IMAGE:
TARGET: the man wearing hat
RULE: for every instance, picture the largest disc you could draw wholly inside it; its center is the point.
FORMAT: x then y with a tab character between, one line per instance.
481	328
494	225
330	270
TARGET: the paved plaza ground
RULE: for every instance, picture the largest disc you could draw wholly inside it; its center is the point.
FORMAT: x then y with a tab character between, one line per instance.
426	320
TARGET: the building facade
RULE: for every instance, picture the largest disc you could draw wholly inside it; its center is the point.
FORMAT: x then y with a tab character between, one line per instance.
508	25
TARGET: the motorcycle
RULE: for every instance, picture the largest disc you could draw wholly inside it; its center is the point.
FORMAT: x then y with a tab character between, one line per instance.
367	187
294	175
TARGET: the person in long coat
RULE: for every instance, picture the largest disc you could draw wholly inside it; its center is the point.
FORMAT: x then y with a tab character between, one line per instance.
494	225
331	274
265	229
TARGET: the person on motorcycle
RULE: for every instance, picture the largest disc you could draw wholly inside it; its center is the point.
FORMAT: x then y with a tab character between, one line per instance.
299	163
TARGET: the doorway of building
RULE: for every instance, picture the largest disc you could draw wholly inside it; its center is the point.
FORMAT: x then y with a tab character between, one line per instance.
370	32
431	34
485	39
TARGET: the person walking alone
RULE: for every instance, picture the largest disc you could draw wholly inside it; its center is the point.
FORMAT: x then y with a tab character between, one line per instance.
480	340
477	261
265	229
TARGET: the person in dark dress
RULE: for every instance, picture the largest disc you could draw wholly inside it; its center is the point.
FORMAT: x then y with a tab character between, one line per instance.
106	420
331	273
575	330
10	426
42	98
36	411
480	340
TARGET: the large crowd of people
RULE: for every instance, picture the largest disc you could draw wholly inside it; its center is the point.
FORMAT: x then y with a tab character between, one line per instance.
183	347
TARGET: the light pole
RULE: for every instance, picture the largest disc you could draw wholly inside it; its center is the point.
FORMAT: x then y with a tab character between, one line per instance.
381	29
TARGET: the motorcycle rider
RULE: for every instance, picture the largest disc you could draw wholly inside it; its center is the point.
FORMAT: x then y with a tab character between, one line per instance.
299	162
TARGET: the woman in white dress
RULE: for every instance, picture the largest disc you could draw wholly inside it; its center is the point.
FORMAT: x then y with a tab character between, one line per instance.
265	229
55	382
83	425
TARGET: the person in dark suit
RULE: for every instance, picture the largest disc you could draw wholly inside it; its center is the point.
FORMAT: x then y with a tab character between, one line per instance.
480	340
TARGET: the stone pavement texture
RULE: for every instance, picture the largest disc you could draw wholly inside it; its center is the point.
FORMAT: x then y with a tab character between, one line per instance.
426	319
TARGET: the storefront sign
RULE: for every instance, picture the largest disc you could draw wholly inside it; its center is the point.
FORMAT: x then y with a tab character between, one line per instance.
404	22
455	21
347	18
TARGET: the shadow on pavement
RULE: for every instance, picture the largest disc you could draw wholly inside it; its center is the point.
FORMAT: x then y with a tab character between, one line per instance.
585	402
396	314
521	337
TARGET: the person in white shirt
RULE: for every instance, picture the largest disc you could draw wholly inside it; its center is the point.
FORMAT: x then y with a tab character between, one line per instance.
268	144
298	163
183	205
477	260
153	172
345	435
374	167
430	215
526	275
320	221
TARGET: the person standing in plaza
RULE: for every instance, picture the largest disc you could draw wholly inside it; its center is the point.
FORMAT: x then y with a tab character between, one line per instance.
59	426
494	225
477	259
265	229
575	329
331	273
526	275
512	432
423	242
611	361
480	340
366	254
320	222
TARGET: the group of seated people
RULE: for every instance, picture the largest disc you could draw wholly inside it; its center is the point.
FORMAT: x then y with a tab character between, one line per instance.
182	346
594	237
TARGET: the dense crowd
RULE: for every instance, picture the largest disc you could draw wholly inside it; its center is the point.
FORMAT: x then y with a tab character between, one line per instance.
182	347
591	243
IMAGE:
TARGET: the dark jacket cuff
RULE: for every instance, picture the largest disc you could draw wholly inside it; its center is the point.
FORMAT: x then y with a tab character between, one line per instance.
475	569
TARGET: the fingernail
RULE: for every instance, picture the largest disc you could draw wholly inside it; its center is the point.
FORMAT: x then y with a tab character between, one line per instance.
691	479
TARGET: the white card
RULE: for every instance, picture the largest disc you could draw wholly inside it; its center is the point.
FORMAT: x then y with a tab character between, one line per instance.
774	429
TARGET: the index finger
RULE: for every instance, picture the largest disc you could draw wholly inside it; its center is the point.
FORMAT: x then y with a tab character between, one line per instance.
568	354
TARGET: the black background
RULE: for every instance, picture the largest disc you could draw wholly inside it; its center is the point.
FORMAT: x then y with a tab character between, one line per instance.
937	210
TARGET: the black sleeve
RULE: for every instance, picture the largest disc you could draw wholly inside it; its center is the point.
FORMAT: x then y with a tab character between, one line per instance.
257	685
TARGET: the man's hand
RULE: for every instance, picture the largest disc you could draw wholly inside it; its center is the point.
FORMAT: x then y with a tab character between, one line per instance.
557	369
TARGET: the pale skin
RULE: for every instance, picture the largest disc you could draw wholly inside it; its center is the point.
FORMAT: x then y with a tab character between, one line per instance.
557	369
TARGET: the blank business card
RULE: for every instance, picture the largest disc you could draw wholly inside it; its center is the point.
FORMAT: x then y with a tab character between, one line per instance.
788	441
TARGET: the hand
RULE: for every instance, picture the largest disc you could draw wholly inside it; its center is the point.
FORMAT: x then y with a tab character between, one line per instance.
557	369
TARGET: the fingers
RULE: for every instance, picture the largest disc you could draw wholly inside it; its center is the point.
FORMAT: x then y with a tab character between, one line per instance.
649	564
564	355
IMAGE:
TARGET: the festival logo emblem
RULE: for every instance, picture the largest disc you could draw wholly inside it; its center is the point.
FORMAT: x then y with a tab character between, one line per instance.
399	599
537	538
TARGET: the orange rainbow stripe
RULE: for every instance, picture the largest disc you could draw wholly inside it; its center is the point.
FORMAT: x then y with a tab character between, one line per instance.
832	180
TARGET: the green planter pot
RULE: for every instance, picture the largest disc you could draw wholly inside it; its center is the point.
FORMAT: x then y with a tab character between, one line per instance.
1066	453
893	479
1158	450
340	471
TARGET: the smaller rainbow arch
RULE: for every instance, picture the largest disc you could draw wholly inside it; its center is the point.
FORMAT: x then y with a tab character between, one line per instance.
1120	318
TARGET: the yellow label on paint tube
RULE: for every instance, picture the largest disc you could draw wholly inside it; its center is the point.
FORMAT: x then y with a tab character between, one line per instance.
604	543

§ **Problem description**:
Reproduce every line of the items above verbatim, from the first through the last, with no changes.

§ **Expected answer**:
IMAGE:
TARGET: the man wearing hat
RULE: for every instance, picture the largest disc you could draw wholly inside it; its center is the point.
FORMAT: x then y with a tab character between, one line per instance.
481	328
494	225
330	270
TARGET: the paved plaza ground
RULE: for every instance, picture the largest disc you could draw wholly inside it; its center is the point.
FORMAT: x then y with a tab character between, one line per instance.
426	320
TARGET: the building facade
RULE: for every instance, picture the largest disc you could draw wholly inside it; its center is the point.
FORMAT: x then y with a tab character between, one line per instance.
508	25
TARGET: the motorcycle
RULE: for every instance, picture the largest disc you could draw wholly inside it; its center is the point.
FORMAT: x then y with a tab character between, one line per instance.
367	187
294	175
TARGET: the person in long coat
RULE: for every instance, picture the largest disc you could draw wholly inside it; its center is the point.
FORMAT: x then y with a tab character between, one line per instance.
494	225
331	274
265	229
TARGET: the person on motorcycle
RULE: for every instance, picture the largest disc you could draw wholly inside it; its center is the point.
FORMAT: x then y with a tab character between, one line per instance.
299	163
TARGET: the doorway of building
RULE: for every instance, picture the largest disc you could draw wholly inside it; its center is the point.
FORMAT: x then y with a tab character between, one line per instance.
370	32
431	34
485	39
TARGET: the person walking alone
RULE: for every instance, picture the largest disc you could draw wholly inside it; its center is the point.
FORMAT: x then y with a tab character between, one line per instance.
480	340
477	261
265	229
TARGET: the person in dark dress
RULE: for every instance, picture the largest disc you could draw wholly inside it; its center is the point.
FORMAT: x then y with a tab character between, one line per instance.
106	420
331	273
575	330
10	426
42	98
36	411
480	340
TARGET: the large crowd of people
RULE: for every instance, picture the largest disc you could draw wholly inside it; its center is the point.
FORMAT: x then y with a tab character between, one line per instance.
183	347
TARGET: the light pole
RULE: for every instance, picture the largest disc you could draw wholly inside it; its center is the point.
FORMAT: x then y with a tab character between, one line per instance.
381	29
TARGET: the motorcycle rider
RULE: for every instance, picture the largest disc you could draw wholly inside it; its center is the point.
FORMAT: x then y with a tab character between, one line per instance.
299	162
TARGET: the woman in white dress
RULE: for every instance, picture the largest disc you could draw wholly inside it; its center is the point.
FORMAT: x then y with a tab character between, one line per instance.
265	229
55	382
83	425
TARGET: the person in dark suit
RULE: for every instance, picture the largest disc you could draw wholly inside it; its center is the point.
FORMAT: x then y with a tab character between, one line per instance.
480	340
TARGET: the stone pavement texture
RULE: for every instance, picture the largest disc you could draw wholly inside it; its center is the point.
FORMAT: x then y with a tab character between, one line per instance.
426	319
TARGET: the storefront sign
RULE: for every instance, picture the largest disc you could draw wholly inside it; its center is the point.
FORMAT: x then y with a tab character between, one line per instance.
404	22
455	21
347	18
TARGET: the shadow on pavement
RULE: for every instance, picture the largest disc you could draw wholly inside it; its center is the point.
FORMAT: x then y with a tab character between, one line per instance.
585	402
396	314
521	337
TARGET: the person in white shirt
RULE: for every instance, picture the largest disc you could draw wholly inside it; its center is the point.
FORMAT: x then y with a tab character between, one line per instance.
268	144
298	163
183	205
477	260
153	172
345	435
374	167
430	215
526	275
320	221
TARGET: the person standing in plaza
RULE: for every instance, picture the largest disc you could draw wholly inside it; its center is the point.
FORMAT: x then y with a tab character between, one line per instance.
59	426
494	225
477	259
265	229
575	329
331	273
526	275
512	432
423	242
611	361
480	340
366	254
320	222
TARGET: the group of seated people
RULE: for every instance, picture the largest disc you could draw wholly inside it; its center is the point.
FORMAT: x then y with a tab character between, one line per instance.
182	346
594	237
TARGET: the dense crowd
RULE: for every instance, picture the largest disc you could draw wholly inside it; its center is the point.
FORMAT: x then y with a tab character between, one line per instance.
182	347
591	243
IMAGE:
TARGET: the dark jacket cuff
RULE: for every instance, picture the largest disc you could draw wholly inside it; its center is the point.
FORMAT: x then y with a tab character between, one line per instance.
475	569
TARGET: the fingernail
RULE: for every instance, picture the largest disc you could draw wholly inside it; its center is the point.
FORMAT: x then y with a tab character between, one line per instance.
691	479
TARGET: the white card
RULE: for every instance, picture the largest disc you could draw wholly inside it; its center is the point.
FORMAT: x then y with a tab character between, one line per instance.
774	429
TARGET: the index finger
RULE: for every instance, picture the largest disc you could draw wholly inside it; its center is the point.
FORMAT: x then y with a tab character between, one line per instance.
568	354
TARGET: the black background
RULE: for every instance, picture the largest disc you could draw wholly inside it; its center is the point.
FORMAT: x then y with a tab character between, one line per instance.
937	210
TARGET: the black sleeve
RULE: for every instance, picture the largest disc you could draw wholly inside it; its center is the point.
FORMAT: x then y with a tab character between, one line per instance.
257	685
TARGET: the man's hand
RULE: for every instance, picture the largest disc you could draw wholly inside it; its center is the point.
FORMAT: x then y with a tab character between, one line per instance.
557	369
TARGET: the pale skin
RULE: for every instance, picture the largest disc you could draw wholly inside it; its center is the point.
FORMAT: x then y with a tab character between, one line per instance.
557	369
TARGET: the blank business card
RULE: for every instance, picture the largest disc you could draw wholly inside it; its center is the point.
FORMAT: x then y with a tab character between, one line per instance.
788	441
TARGET: the hand
RULE: for every instance, picture the largest disc you could draw wholly inside it; its center is the point.
FORMAT: x then y with a tab character between, one line per instance.
557	369
TARGET: the fingers
RULE: for every instance, picture the largest disc you could draw wholly inside it; its center is the point.
FORMAT: x then y with a tab character between, one line per instance.
649	564
564	355
IMAGE:
TARGET: the festival logo emblem
RULE: for every instance, picture the largest disc you could draw wholly inside it; its center is the point.
FORMAT: x then y with a tab character between, one line per instance.
399	599
537	538
TARGET: the orange rainbow stripe
RULE: for every instance, picture the largest disc you could draw wholly inside it; its center is the point.
FORMAT: x then y with a tab character between, one line per instance.
832	180
TARGET: the green planter pot
RULE: for every instance, picture the largest disc you could draw wholly inside it; its center is the point.
FORMAT: x then y with a tab character between, one line per instance.
1066	453
893	479
1158	450
340	471
TARGET: the smaller rainbow arch
RULE: for every instance, picture the largest disc you could draw wholly inside it; its center is the point.
FORMAT: x then y with a tab character between, one line per instance.
1120	318
TARGET: the yellow label on paint tube
RULE: for every instance, picture the largest disc you could draw wholly inside it; its center is the point.
FORMAT: x then y with a tab character between, one line per instance.
604	543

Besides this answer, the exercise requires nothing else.